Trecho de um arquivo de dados

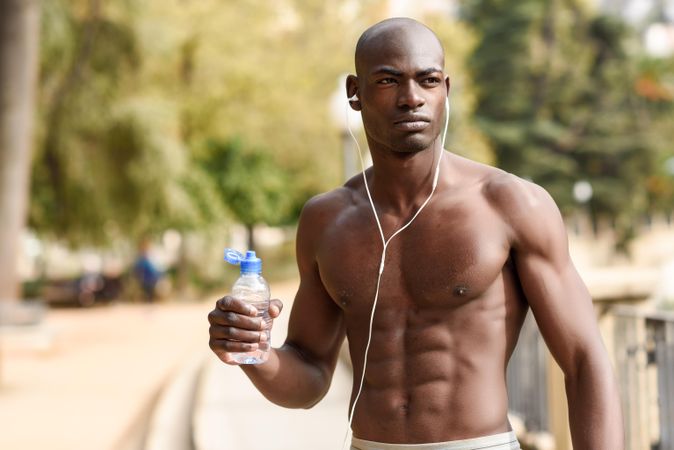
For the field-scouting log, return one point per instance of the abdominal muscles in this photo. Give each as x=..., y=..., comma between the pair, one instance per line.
x=433, y=379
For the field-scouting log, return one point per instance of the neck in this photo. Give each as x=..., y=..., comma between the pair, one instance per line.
x=402, y=181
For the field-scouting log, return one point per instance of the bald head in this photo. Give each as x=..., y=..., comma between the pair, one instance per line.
x=396, y=34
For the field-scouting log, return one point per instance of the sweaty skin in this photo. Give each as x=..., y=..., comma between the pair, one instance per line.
x=456, y=286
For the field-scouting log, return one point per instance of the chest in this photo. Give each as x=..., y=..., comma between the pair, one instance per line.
x=449, y=255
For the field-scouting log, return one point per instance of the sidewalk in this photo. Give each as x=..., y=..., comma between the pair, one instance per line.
x=90, y=379
x=92, y=386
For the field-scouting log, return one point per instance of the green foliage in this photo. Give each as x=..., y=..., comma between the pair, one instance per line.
x=247, y=182
x=558, y=100
x=130, y=91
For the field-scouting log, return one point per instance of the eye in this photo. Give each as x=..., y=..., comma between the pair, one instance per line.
x=431, y=81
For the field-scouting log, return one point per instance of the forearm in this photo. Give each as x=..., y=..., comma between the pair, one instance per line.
x=290, y=379
x=595, y=414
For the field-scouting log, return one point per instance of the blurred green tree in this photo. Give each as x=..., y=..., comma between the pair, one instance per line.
x=557, y=100
x=249, y=184
x=131, y=92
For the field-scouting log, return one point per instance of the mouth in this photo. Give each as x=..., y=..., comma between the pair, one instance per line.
x=412, y=123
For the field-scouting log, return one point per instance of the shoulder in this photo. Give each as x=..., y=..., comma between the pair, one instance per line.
x=329, y=208
x=528, y=211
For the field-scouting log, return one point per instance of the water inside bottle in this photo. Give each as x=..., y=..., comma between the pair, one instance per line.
x=262, y=353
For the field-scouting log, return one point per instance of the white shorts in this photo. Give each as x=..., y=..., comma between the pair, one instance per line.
x=501, y=441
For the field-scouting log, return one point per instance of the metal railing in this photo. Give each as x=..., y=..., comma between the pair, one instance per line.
x=644, y=357
x=643, y=353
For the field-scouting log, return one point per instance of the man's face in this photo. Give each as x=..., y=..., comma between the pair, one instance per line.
x=402, y=89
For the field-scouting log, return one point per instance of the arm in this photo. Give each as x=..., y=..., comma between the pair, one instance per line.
x=298, y=374
x=565, y=316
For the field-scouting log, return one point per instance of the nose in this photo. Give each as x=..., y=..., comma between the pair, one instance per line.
x=409, y=96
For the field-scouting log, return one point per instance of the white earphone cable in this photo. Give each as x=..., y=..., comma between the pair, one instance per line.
x=385, y=243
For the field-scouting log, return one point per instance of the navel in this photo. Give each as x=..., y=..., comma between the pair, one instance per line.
x=461, y=291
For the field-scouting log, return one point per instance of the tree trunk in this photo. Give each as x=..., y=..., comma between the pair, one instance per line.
x=19, y=35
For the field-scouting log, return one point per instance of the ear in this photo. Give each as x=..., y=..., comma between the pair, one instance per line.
x=351, y=91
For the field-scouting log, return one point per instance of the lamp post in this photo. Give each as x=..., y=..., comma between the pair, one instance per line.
x=345, y=118
x=582, y=193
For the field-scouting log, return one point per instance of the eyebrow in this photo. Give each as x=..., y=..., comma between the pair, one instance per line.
x=391, y=71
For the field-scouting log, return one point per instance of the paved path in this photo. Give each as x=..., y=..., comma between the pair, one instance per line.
x=93, y=385
x=90, y=379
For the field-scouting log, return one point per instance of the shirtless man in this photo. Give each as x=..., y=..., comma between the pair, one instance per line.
x=455, y=288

● **TAREFA PROPOSTA**: Você pode copiar todas as entradas acima tal como estão, sem alterar nada, mas deixando as imagens de fora?

● **RESULTADO DO EXERCÍCIO**:
For the field-scouting log, return one point per instance of the abdominal muscles in this photo. Give each as x=..., y=..., comma between the pair, one instance per line.
x=433, y=379
For the field-scouting log, return one point per instance of the neck in this photo. Give each as x=..., y=..., comma between the pair, one instance per line.
x=402, y=181
For the field-scouting log, return one point per instance of the bald head in this photo. Give each as x=..., y=..., comma between the pair, one instance per line.
x=396, y=34
For the field-scouting log, return one point per instance of the sweaty skin in this photo. Give each as x=..., y=..., comma between the pair, one instance per line.
x=456, y=286
For the field-scouting log, return one point per instance of the chest in this photo. Give each as x=..., y=..., comma between the pair, one instance per line.
x=449, y=255
For the field-scouting log, return one point per instance of the sidewalk in this photo. Give each as x=..., y=..., comma between the pair, one instance per line.
x=90, y=379
x=92, y=386
For the field-scouting log, return one point per instance of the green foliage in this photo. Give each as x=..., y=..., comma between the pair, one instance per line.
x=247, y=182
x=558, y=100
x=130, y=91
For the field-scouting log, return one point per instance of the eye in this photo. Give each as x=..., y=..., comma between the pair, one instance per line.
x=431, y=81
For the field-scouting log, return one point per instance of the forearm in this photo. Give each as x=..., y=..., comma between the pair, one instance per line.
x=290, y=379
x=595, y=414
For the field-scouting log, return one point per instance of the blurred green tree in this photo. Give each as x=..., y=..., comma between the pair, one instance per line.
x=557, y=100
x=249, y=184
x=131, y=92
For the field-scouting log, return one point per instance of the mouth in this photo. Give each as x=..., y=..., comma between the pair, one instance per line.
x=412, y=123
For the field-scouting log, return one point per instance of the shoulder in this photo. Give each as x=..., y=..., comma between the pair, one instance per line.
x=329, y=208
x=528, y=211
For the field-scouting log, return one point per instance of the water inside bottle in this photo. Give each as x=..., y=..., comma between the pair, one instance per line.
x=262, y=353
For the field-scouting log, return one point per instance of the white shorts in this photo. Give each as x=..., y=..., comma between the pair, one instance per line.
x=501, y=441
For the field-scouting log, return one point per instance of the metal railing in this photo. Give each as x=..., y=..., comma between the pair, one instance per line.
x=644, y=357
x=643, y=353
For the field-scouting log, return one point per instance of the man's face in this photo. Give each as x=..., y=..., comma between the pair, one instance per line.
x=402, y=89
For the field-scouting log, return one point per instance of the arm in this photo. Give each as x=..., y=..., comma between the pair, one instance per line.
x=298, y=374
x=565, y=316
For the field-scouting log, return one point per instance of the nose in this photo. Give each as x=..., y=..., comma between the pair, one instance per line.
x=409, y=96
For the field-scouting log, return one point per instance of the white earphone cable in this photo. Give each as x=..., y=..., comma between the pair, one instance per line.
x=385, y=243
For the field-scouting log, return one point per instance of the navel in this photo. Give each as x=..., y=..., comma between the pair, one instance per line.
x=461, y=291
For the field-scouting log, return one point per instance of the tree trunk in this photo. Give each as x=..., y=..., comma between the pair, one instance per line.
x=19, y=35
For the field-scouting log, return one point per instance of the ear in this photo. Give each as x=..., y=..., comma between the pair, one instance per line.
x=351, y=91
For the field-scouting log, return one point per instance of the lamp post in this photo. Give each as x=..., y=..., comma between the pair, one instance per line.
x=345, y=118
x=582, y=193
For the field-scouting log, return one point per instance of the eyebrow in this photo. Give each as x=..., y=..., comma between the pair, one instance per line.
x=391, y=71
For the field-scouting log, return one point per instance of the paved path in this photo. Give each as x=..., y=..., comma between the pair, one instance per line.
x=93, y=385
x=90, y=379
For the field-scouting log, return one point per instance of the shirtless man in this photo. Give each as x=..., y=..., comma between the pair, one instance per line.
x=455, y=288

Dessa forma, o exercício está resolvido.